(WHAT IS NEEDED) Copy the data below exactly, omitting any picture it contains.

** Begin GIVEN RECORDS **

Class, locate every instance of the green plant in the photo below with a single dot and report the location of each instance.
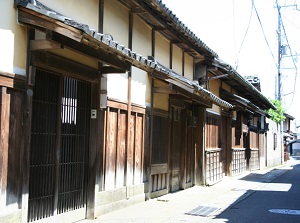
(276, 115)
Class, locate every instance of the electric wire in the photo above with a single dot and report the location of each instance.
(289, 47)
(263, 31)
(240, 49)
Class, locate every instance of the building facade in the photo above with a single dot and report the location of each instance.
(108, 103)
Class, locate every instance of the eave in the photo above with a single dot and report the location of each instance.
(79, 37)
(242, 86)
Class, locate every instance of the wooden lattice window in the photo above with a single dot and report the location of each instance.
(213, 126)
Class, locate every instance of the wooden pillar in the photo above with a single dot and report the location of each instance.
(200, 170)
(27, 117)
(94, 158)
(128, 144)
(4, 138)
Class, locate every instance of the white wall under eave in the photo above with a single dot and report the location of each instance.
(141, 44)
(13, 40)
(116, 21)
(140, 87)
(274, 154)
(214, 87)
(85, 12)
(162, 50)
(177, 59)
(117, 86)
(188, 67)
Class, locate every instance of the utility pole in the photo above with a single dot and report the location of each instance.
(279, 55)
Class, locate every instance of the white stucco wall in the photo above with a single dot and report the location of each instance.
(141, 44)
(273, 155)
(88, 12)
(214, 87)
(13, 40)
(177, 59)
(116, 23)
(162, 50)
(188, 66)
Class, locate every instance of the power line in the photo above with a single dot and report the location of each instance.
(289, 47)
(263, 31)
(236, 62)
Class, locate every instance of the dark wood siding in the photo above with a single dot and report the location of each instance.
(122, 166)
(59, 146)
(213, 153)
(159, 160)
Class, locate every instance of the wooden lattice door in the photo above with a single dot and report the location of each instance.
(59, 148)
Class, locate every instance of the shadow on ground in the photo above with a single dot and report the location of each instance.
(276, 202)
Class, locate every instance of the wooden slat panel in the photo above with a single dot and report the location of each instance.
(159, 168)
(121, 147)
(138, 168)
(131, 151)
(43, 144)
(111, 146)
(15, 145)
(4, 136)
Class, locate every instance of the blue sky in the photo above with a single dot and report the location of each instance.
(244, 35)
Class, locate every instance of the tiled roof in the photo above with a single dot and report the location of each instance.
(135, 58)
(183, 28)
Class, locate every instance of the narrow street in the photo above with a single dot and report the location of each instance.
(277, 201)
(259, 196)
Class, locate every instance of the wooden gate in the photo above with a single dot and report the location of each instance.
(59, 148)
(182, 155)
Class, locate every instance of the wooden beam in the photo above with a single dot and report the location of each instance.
(13, 81)
(44, 45)
(164, 90)
(34, 19)
(62, 65)
(4, 138)
(111, 70)
(97, 53)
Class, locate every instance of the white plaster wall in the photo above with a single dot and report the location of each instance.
(273, 156)
(214, 86)
(13, 40)
(162, 50)
(116, 21)
(85, 12)
(141, 44)
(177, 59)
(117, 86)
(161, 101)
(188, 66)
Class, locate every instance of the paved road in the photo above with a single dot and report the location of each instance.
(277, 201)
(264, 196)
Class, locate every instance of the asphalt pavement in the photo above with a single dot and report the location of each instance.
(270, 195)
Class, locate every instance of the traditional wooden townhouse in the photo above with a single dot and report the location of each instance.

** End GIVEN RECORDS **

(SOLUTION FOR THIS TASK)
Class, locate every instance of the green plant in the photo below with a single dot and report the location of each instance.
(276, 115)
Class, locate every instance of the electric wire in the photo above with a single dot and report the location of each instance.
(289, 47)
(263, 31)
(240, 49)
Class, locate every instance of the building facade in the photo above with a single dot and report the location of each instance.
(108, 103)
Class, locate every instance of the eave in the photo above with a single dot and report the location of each instance.
(79, 37)
(242, 86)
Class, locate every instance of the wooden lattice window in the photo above with a single dot and report the location of each instance.
(213, 126)
Class, locate every instance of the wooden pillar in the photo above with a single dot and report the location of each instance.
(200, 170)
(27, 117)
(94, 158)
(128, 144)
(4, 138)
Class, locate every instance of the white wall under eave in the photo above with a single dot and report the location of each instance.
(141, 44)
(13, 40)
(116, 21)
(140, 87)
(274, 154)
(214, 87)
(85, 12)
(162, 50)
(177, 59)
(117, 86)
(188, 67)
Class, locate every instance of the utility pole in the photo above with a single dot and report the location of each instance.
(279, 55)
Class, locate every instance of the white stucco wall in the photo above with a single dot and report the location of each instance.
(141, 44)
(273, 155)
(88, 12)
(214, 87)
(13, 40)
(177, 59)
(116, 23)
(162, 50)
(188, 66)
Class, locate every instance of the power line in the photo above with a single dot and report the location of each instance.
(289, 47)
(263, 31)
(236, 62)
Class, locate every instance of the dark wood siding in the photo above with a single dot and report the location of each instance.
(122, 166)
(59, 146)
(213, 153)
(159, 160)
Class, locate every instance of the wooden lattice door in the photo above with a single dot and report the location of each instance.
(59, 148)
Class, locate every instance of the shadow on ground in the photo above with a single dot and report the location of each instance.
(276, 202)
Class, locate every instance of the wooden slat panel in the photo above with a single dot and report the location of each instance.
(159, 168)
(121, 147)
(138, 168)
(131, 151)
(43, 144)
(111, 146)
(15, 145)
(4, 136)
Class, locate every instance of the blue sky in the photo above with a single dot and report the location of each instance.
(244, 35)
Class, locate every instance of the tiled roof in the photo above with a single dot and report the location of each instance.
(135, 58)
(183, 28)
Class, locate every instance of the narrow street in the photo above with a single dot and report the location of each instance.
(277, 201)
(259, 196)
Class, locate every instance of the wooden gate in the photo above with a single dot and report the location of each instance.
(59, 148)
(182, 155)
Class, locate every instance of the wooden beam in the photo above with a single dot and report the location of each instance.
(13, 81)
(44, 45)
(164, 90)
(34, 19)
(62, 65)
(4, 138)
(111, 70)
(97, 53)
Class, locate every instance of the white plaster wall in the photo above with a single dot and report the location of each instance.
(273, 156)
(214, 86)
(13, 40)
(162, 50)
(116, 21)
(85, 12)
(141, 44)
(177, 59)
(117, 86)
(161, 101)
(188, 66)
Class, locate every instance of the paved road in the photo above with a single dot and report the location of each instance.
(277, 201)
(264, 196)
Class, locate every instance of the asphalt pavement in the photo above with a single dot and report the location of each instance.
(270, 195)
Class, locate every instance of the traditional wooden townhouse in the photo above with a single dot and report the location of each instance.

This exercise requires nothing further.